[Excerpts of location labeling data]
>> Start

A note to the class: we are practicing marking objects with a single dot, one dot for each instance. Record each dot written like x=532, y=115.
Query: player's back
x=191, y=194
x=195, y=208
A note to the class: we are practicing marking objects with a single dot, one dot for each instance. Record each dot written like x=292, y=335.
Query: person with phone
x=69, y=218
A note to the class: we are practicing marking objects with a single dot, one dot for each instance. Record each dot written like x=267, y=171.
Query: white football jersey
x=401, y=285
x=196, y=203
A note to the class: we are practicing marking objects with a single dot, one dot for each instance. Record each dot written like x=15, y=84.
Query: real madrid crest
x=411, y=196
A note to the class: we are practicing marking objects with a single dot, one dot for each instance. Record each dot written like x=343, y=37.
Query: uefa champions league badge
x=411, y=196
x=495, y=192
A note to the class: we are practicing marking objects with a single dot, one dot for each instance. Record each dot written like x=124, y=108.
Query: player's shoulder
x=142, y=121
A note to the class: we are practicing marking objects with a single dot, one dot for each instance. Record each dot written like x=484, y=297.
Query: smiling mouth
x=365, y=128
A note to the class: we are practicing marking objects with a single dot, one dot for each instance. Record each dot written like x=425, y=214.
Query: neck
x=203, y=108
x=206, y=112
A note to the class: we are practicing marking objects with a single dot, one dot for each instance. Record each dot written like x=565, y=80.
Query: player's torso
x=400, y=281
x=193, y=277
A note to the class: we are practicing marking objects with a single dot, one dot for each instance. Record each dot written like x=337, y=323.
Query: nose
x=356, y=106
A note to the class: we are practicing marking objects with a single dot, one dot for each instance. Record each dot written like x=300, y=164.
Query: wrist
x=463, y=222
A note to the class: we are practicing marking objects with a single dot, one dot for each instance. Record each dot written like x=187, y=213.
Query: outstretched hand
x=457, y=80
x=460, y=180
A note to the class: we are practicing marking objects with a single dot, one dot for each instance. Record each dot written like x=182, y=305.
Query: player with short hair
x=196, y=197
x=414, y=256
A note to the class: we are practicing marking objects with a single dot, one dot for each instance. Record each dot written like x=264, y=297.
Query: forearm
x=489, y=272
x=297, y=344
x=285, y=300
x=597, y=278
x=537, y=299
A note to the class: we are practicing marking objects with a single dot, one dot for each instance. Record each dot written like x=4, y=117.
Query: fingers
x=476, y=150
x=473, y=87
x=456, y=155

>> End

Retype the lines of the records above word for word, starting at the line containing "like x=343, y=37." and ending at the line containing "x=193, y=277".

> **Finished answer**:
A note to the class: we are practicing marking objects with a single dot, one dot for each instance. Record each dot written like x=343, y=37.
Query: uefa champions league badge
x=411, y=196
x=495, y=192
A note to the class: we are practicing marking objects with a single dot, one dot for each instance. Record each dot written like x=124, y=108.
Query: player's shoulder
x=142, y=121
A note to the class: we are practicing marking objects with a single dot, one dot for each instance. Record each dot written like x=484, y=297.
Query: smiling mouth
x=365, y=128
A note to the class: we are practicing marking objects with a single dot, one dot for each instance. Record each dot written like x=425, y=214.
Query: neck
x=203, y=108
x=206, y=112
A note to the class: we are practicing marking objects with a single dot, one dot for each instance. Record each dot written like x=565, y=80.
Query: player's torso
x=400, y=281
x=193, y=277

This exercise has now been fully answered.